>> begin Text to read
5 (a) RPPL's application for access is amended to exclude documents the subject of disputed claims for privilege or immunity.
(b) RPPL has sought an undertaking from the Department that if its objections to production and inspection are adjourned pending the outcome of any stated case or appeal from Nash (No 2) the Department will treat the outcome of any such stated case or appeal as governing the outcome of its objections to production and inspection of the same documents sought by RPPL's summons. The Department has rejected that proposal. If, in respect of its objections to production and inspection which it makes in response to RPPL's summons for production, the Department is not prepared to abide the outcome of the Glennies Creek/Integra decision in respect of the same claims made in respect of the same documents, there is no reason why the Department's motion to set aside RPPL's summons to produce should not proceed to hearing. In that event, there is no reason why RPPL should be shut out of investigating and obtaining evidence for the hearing of that motion to set aside.
6. The fact that the Department may have objections to the use by RPPL of the 12 July 2013 letter by RPPL is no reason for RPPL to be denied access to it (and the whole of Mr Sebbens' affidavit) for the purpose of preparing its case and tendering it.
7. (a) The Prosecutor in the proceedings against Glennies Creek/Integra and the proceedings against RPPL is the same. RPPL is investigating and preparing evidence relating to its contentions that -
the proceedings against it were commenced without proper authority;
prosecution evidence was obtained improperly and/or without lawful authority;
that the Prosecutor has failed to comply with her obligations of disclosure.
(b) RPPL has served a summons to produce on the Department in terms which are practically identical to the first summons from Glennies Creek/Integra served on the Department which was the subject of the Court's judgment in Nash (No 2).
(c) On 16 September 2013, the Department filed a notice of motion for orders, amongst other things, setting aside RPPL's summons. The grounds and reasons given for the orders sought are -
The summons lacks a legitimate forensic purpose;
The summons is a fishing expedition;
The summons seeks the production of documents that are the subject of an unresolved claim of public interest immunity and legal professional privilege in other proceedings;
The documents caught by the summons could be the subject of a claim of public interest immunity and/or client legal privilege pursuant to ss 118, 119, 130 and 131A Evidence Act 1995.
>> end Text to read
>> begin Provided data
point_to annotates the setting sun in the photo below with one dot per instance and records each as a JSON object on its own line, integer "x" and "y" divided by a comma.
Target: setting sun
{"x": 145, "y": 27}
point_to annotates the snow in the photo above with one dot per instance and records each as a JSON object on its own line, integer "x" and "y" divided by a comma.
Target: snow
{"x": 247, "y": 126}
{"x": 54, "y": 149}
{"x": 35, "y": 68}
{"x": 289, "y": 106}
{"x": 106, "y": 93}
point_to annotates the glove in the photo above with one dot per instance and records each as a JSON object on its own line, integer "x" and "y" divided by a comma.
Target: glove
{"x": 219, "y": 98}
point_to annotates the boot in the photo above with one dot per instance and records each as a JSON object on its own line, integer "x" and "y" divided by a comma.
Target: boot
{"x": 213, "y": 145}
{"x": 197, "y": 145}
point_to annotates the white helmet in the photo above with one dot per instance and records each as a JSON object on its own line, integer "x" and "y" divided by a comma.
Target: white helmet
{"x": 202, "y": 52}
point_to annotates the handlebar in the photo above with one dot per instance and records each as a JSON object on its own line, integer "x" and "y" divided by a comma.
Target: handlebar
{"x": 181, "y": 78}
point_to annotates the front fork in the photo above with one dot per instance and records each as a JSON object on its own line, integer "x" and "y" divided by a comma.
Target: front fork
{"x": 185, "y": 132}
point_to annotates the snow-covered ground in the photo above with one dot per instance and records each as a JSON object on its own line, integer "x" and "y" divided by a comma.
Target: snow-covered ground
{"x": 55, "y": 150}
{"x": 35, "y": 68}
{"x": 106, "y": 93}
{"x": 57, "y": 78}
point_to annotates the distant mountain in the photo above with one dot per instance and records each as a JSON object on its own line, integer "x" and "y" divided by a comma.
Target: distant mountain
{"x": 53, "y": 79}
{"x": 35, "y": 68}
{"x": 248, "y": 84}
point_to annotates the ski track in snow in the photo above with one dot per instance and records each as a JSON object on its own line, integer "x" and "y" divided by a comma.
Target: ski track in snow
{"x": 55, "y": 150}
>> end Provided data
▶ [Task set]
[1] Write out the excerpt on RPPL's summons from "(c) On 16 September" to "Evidence Act 1995.", swapping "fishing expedition" for "speculative inquiry".
[2] List every ground the excerpt on RPPL's summons gives for the orders the Department seeks in its notice of motion.

▶ [Full solutions]
[1]
(c) On 16 September 2013, the Department filed a notice of motion for orders, amongst other things, setting aside RPPL's summons. The grounds and reasons given for the orders sought are -
The summons lacks a legitimate forensic purpose;
The summons is a speculative inquiry;
The summons seeks the production of documents that are the subject of an unresolved claim of public interest immunity and legal professional privilege in other proceedings;
The documents caught by the summons could be the subject of a claim of public interest immunity and/or client legal privilege pursuant to ss 118, 119, 130 and 131A Evidence Act 1995.

[2]
- The summons lacks a legitimate forensic purpose.
- The summons is a fishing expedition.
- The summons seeks the production of documents that are the subject of an unresolved claim of public interest immunity and legal professional privilege in other proceedings.
- The documents caught by the summons could be the subject of a claim of public interest immunity and/or client legal privilege pursuant to ss 118, 119, 130 and 131A Evidence Act 1995.